[EXERCISE DIRECTIONS]
All lines holding the word "laptop" should be located in the records and copied.

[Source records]
- - - - - - -

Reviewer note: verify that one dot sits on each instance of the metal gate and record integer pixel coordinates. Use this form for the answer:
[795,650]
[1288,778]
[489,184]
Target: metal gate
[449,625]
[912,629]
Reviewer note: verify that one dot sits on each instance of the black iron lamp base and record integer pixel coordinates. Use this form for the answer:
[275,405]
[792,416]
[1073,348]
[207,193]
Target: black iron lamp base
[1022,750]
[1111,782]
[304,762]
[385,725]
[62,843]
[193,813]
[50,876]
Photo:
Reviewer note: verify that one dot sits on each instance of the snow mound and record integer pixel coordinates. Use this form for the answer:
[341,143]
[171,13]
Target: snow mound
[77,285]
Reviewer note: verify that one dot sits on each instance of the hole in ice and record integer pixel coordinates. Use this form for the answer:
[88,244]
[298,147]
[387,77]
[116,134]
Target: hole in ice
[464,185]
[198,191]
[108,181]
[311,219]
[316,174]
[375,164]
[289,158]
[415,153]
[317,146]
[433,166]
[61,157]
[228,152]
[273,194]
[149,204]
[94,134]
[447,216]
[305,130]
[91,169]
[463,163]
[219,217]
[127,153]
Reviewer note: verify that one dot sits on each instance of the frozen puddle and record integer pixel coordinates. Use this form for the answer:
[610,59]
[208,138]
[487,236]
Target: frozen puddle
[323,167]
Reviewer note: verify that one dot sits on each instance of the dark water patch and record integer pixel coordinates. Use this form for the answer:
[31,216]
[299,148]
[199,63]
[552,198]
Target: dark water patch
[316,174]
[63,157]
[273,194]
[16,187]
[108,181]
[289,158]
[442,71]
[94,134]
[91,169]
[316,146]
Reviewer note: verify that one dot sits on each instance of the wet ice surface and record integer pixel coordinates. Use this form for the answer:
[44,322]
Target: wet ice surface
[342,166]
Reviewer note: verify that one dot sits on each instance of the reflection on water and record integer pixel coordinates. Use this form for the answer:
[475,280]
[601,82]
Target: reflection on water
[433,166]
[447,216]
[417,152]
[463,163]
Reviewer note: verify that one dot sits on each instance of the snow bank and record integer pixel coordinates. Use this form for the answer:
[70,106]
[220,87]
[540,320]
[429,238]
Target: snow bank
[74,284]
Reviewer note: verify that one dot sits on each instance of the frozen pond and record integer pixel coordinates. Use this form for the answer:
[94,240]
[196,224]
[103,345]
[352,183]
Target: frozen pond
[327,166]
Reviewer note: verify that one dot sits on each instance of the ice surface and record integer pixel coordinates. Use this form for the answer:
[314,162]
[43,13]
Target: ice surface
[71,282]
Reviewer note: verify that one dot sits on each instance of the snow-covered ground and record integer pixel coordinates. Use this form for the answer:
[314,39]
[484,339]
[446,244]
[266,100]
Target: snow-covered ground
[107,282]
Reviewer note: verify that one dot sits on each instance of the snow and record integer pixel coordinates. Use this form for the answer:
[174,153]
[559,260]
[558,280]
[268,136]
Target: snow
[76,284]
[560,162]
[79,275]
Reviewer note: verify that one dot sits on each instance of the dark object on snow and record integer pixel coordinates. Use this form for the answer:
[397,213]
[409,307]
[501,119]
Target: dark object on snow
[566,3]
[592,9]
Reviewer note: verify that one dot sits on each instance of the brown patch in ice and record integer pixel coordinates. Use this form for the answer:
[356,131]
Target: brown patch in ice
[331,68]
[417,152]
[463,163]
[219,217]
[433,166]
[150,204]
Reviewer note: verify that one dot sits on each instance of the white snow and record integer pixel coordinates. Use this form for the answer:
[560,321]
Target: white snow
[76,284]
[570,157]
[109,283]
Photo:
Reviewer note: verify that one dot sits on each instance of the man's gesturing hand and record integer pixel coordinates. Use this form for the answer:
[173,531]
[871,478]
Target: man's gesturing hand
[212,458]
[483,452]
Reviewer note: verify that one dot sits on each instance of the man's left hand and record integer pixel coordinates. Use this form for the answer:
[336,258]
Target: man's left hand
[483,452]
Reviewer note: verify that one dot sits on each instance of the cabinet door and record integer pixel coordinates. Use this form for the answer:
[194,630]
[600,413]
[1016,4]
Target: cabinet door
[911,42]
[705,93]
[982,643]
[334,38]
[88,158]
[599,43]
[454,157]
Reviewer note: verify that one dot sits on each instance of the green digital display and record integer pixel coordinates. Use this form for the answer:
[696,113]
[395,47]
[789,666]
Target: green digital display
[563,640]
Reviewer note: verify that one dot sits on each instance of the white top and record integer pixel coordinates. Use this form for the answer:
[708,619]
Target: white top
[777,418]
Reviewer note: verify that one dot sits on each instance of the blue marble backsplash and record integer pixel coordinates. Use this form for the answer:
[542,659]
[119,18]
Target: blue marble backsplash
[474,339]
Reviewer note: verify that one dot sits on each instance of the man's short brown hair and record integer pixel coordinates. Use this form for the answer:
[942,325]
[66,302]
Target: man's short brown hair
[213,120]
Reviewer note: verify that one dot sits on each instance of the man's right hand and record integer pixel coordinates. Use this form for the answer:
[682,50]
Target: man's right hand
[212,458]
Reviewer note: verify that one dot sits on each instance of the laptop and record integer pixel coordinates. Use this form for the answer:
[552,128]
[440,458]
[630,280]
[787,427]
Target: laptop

- - - - - - -

[RESPONSE AREA]
Reviewer note: verify that one dot sits on each instance of the laptop and record integer pixel coordinates. Use this form for the answer:
Target: laptop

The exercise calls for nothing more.